Put each line of the data below into a Markdown table with two columns, Row and Line, numbering the rows and skipping blank lines.

* Begin *

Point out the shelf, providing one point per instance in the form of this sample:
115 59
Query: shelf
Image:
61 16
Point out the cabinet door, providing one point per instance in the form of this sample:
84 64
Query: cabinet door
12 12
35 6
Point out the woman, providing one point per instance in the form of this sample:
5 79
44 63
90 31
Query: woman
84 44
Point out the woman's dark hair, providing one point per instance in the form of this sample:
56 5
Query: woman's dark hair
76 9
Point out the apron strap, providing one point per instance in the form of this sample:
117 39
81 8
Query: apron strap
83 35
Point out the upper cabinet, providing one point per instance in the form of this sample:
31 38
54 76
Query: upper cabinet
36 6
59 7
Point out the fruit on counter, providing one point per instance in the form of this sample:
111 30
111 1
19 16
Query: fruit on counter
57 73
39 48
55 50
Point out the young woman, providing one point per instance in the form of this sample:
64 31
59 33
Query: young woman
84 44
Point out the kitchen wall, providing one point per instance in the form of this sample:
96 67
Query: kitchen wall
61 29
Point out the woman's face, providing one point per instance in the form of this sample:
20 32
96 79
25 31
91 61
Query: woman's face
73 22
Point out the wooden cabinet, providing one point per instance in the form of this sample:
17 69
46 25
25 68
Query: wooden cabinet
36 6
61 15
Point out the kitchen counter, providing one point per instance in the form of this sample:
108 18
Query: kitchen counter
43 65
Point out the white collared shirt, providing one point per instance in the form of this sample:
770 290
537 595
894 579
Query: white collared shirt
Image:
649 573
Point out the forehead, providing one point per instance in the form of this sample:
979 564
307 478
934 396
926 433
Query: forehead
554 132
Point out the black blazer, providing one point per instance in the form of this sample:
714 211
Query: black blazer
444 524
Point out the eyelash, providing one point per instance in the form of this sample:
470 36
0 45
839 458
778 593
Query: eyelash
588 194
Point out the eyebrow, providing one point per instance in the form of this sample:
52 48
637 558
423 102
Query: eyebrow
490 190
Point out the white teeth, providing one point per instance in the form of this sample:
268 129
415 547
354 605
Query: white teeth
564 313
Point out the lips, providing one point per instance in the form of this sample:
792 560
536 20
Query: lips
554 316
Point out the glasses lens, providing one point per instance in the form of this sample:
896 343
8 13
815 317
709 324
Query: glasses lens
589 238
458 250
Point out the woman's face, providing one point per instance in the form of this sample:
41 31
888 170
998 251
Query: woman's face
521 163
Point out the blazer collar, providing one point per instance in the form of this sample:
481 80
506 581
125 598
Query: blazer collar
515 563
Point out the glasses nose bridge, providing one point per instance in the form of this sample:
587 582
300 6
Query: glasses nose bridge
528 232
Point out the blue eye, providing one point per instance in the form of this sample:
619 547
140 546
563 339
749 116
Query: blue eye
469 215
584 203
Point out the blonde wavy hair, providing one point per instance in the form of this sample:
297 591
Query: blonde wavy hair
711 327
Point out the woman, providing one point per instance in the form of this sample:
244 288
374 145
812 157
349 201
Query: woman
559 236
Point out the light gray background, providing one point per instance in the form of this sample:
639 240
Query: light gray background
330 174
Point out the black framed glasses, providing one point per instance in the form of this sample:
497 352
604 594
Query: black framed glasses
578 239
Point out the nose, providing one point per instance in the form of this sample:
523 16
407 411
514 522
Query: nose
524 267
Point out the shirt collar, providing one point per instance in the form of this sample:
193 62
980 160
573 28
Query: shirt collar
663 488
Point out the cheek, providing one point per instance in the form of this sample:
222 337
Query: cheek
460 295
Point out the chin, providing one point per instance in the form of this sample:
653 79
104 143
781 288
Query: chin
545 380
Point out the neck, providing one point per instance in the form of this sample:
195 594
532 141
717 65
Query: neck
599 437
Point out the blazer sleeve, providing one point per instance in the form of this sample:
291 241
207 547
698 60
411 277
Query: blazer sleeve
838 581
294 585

* End *

§ Output below:
| Row | Line |
|---|---|
| 1 | Point out the shelf, providing one point per instance in the form of this sample: |
| 2 | 115 59 |
| 3 | Query: shelf |
| 4 | Image: |
| 5 | 61 16 |
| 6 | Point out the cabinet door, providing one point per instance in the form of this sample: |
| 7 | 84 64 |
| 8 | Query: cabinet door |
| 9 | 12 12 |
| 10 | 35 6 |
| 11 | Point out the woman, providing one point per instance in the form of this sample: |
| 12 | 5 79 |
| 13 | 44 63 |
| 14 | 90 31 |
| 15 | Query: woman |
| 16 | 84 44 |
| 17 | Point out the woman's dark hair, providing one point per instance in the form of this sample: |
| 18 | 56 5 |
| 19 | Query: woman's dark hair |
| 20 | 76 9 |
| 21 | Point out the apron strap, providing one point per instance in the form of this sample: |
| 22 | 117 39 |
| 23 | 81 8 |
| 24 | Query: apron strap |
| 25 | 83 35 |
| 26 | Point out the upper cabinet, providing one point per instance in the form of this sample: |
| 27 | 31 38 |
| 28 | 54 76 |
| 29 | Query: upper cabinet |
| 30 | 36 6 |
| 31 | 59 7 |
| 32 | Point out the fruit on counter, providing one point per instance in the form of this sample: |
| 33 | 111 30 |
| 34 | 111 1 |
| 35 | 19 16 |
| 36 | Query: fruit on counter |
| 37 | 57 73 |
| 38 | 39 48 |
| 39 | 55 50 |
| 40 | Point out the young woman, providing one point per instance in the form of this sample: |
| 41 | 64 31 |
| 42 | 59 33 |
| 43 | Query: young woman |
| 44 | 84 44 |
| 45 | Point out the kitchen wall, providing one point per instance in the form of this sample: |
| 46 | 96 67 |
| 47 | Query: kitchen wall |
| 48 | 61 29 |
| 49 | Point out the woman's face, providing one point per instance in the form of this sample: |
| 50 | 20 32 |
| 51 | 96 79 |
| 52 | 25 31 |
| 53 | 91 61 |
| 54 | Query: woman's face |
| 55 | 73 22 |
| 56 | Point out the wooden cabinet, providing one point per instance in the form of this sample: |
| 57 | 17 69 |
| 58 | 46 25 |
| 59 | 25 68 |
| 60 | Query: wooden cabinet |
| 61 | 36 6 |
| 62 | 61 15 |
| 63 | Point out the kitchen counter, providing one point per instance in the form of this sample: |
| 64 | 108 18 |
| 65 | Query: kitchen counter |
| 66 | 43 65 |
| 67 | Point out the white collared shirt, providing one point per instance in the form of this sample: |
| 68 | 770 290 |
| 69 | 537 595 |
| 70 | 894 579 |
| 71 | Query: white collared shirt |
| 72 | Image: |
| 73 | 649 573 |
| 74 | Point out the forehead, providing one point per instance in the form of this sample: |
| 75 | 979 564 |
| 76 | 307 478 |
| 77 | 934 396 |
| 78 | 926 433 |
| 79 | Query: forehead |
| 80 | 554 132 |
| 81 | Point out the black blazer, providing one point per instance in the form of this sample: |
| 82 | 714 211 |
| 83 | Query: black blazer |
| 84 | 444 524 |
| 85 | Point out the eyelash, providing one point per instance in the form of this sample: |
| 86 | 470 36 |
| 87 | 0 45 |
| 88 | 839 458 |
| 89 | 778 593 |
| 90 | Query: eyelash |
| 91 | 588 194 |
| 92 | Point out the eyebrow, providing one point per instance in the form of this sample: |
| 93 | 52 48 |
| 94 | 637 558 |
| 95 | 423 102 |
| 96 | Query: eyebrow |
| 97 | 490 190 |
| 98 | Point out the white teeth, providing one point per instance in the form of this sample: |
| 99 | 268 129 |
| 100 | 415 547 |
| 101 | 354 605 |
| 102 | Query: white teeth |
| 103 | 564 313 |
| 104 | Point out the lips, providing one point per instance in the form of this sample: |
| 105 | 792 560 |
| 106 | 536 20 |
| 107 | Query: lips |
| 108 | 554 316 |
| 109 | Point out the glasses lens, providing one point per instance in the form of this sample: |
| 110 | 896 343 |
| 111 | 8 13 |
| 112 | 815 317 |
| 113 | 709 324 |
| 114 | Query: glasses lens |
| 115 | 589 238 |
| 116 | 458 250 |
| 117 | Point out the woman's face, providing one point per instance in the form of this sample: |
| 118 | 41 31 |
| 119 | 888 170 |
| 120 | 998 251 |
| 121 | Query: woman's face |
| 122 | 521 163 |
| 123 | Point out the blazer collar, providing one point per instance in the form of this sample: |
| 124 | 481 80 |
| 125 | 506 581 |
| 126 | 125 598 |
| 127 | Query: blazer collar |
| 128 | 515 563 |
| 129 | Point out the glasses nose bridge, providing one point per instance in the form of this sample: |
| 130 | 587 582 |
| 131 | 300 6 |
| 132 | Query: glasses nose bridge |
| 133 | 528 232 |
| 134 | Point out the blue eye, providing one point per instance in the form of this sample: |
| 135 | 619 547 |
| 136 | 140 546 |
| 137 | 563 339 |
| 138 | 749 116 |
| 139 | Query: blue eye |
| 140 | 469 215 |
| 141 | 584 203 |
| 142 | Point out the blonde wavy hair, providing one point per instance in the form of this sample: |
| 143 | 297 591 |
| 144 | Query: blonde wavy hair |
| 145 | 711 327 |
| 146 | Point out the woman, providing one point per instance in the form of this sample: |
| 147 | 244 288 |
| 148 | 374 145 |
| 149 | 812 157 |
| 150 | 349 201 |
| 151 | Query: woman |
| 152 | 559 236 |
| 153 | Point out the light gray background, providing one point per instance in the form of this sample: |
| 154 | 639 240 |
| 155 | Query: light gray background |
| 156 | 330 174 |
| 157 | Point out the black framed glasses, providing one point per instance in the form of this sample: |
| 158 | 497 352 |
| 159 | 604 594 |
| 160 | Query: black framed glasses |
| 161 | 578 239 |
| 162 | Point out the nose, providing one point per instance in the form of this sample: |
| 163 | 523 16 |
| 164 | 407 411 |
| 165 | 514 522 |
| 166 | Query: nose |
| 167 | 524 267 |
| 168 | Point out the shirt collar, providing one point per instance in the form of this sample: |
| 169 | 193 62 |
| 170 | 980 160 |
| 171 | 573 28 |
| 172 | Query: shirt collar |
| 173 | 663 488 |
| 174 | Point out the cheek, providing one point per instance in the form of this sample: |
| 175 | 222 337 |
| 176 | Query: cheek |
| 177 | 460 295 |
| 178 | Point out the chin, providing one point per instance in the form of this sample: |
| 179 | 653 79 |
| 180 | 104 143 |
| 181 | 781 288 |
| 182 | Query: chin |
| 183 | 545 380 |
| 184 | Point out the neck, providing one point per instance in the form of this sample: |
| 185 | 195 594 |
| 186 | 532 141 |
| 187 | 717 65 |
| 188 | Query: neck |
| 189 | 599 437 |
| 190 | Point out the blazer sleeve, providing one point per instance in the form of this sample: |
| 191 | 291 241 |
| 192 | 207 547 |
| 193 | 698 60 |
| 194 | 411 277 |
| 195 | Query: blazer sleeve |
| 196 | 838 581 |
| 197 | 294 585 |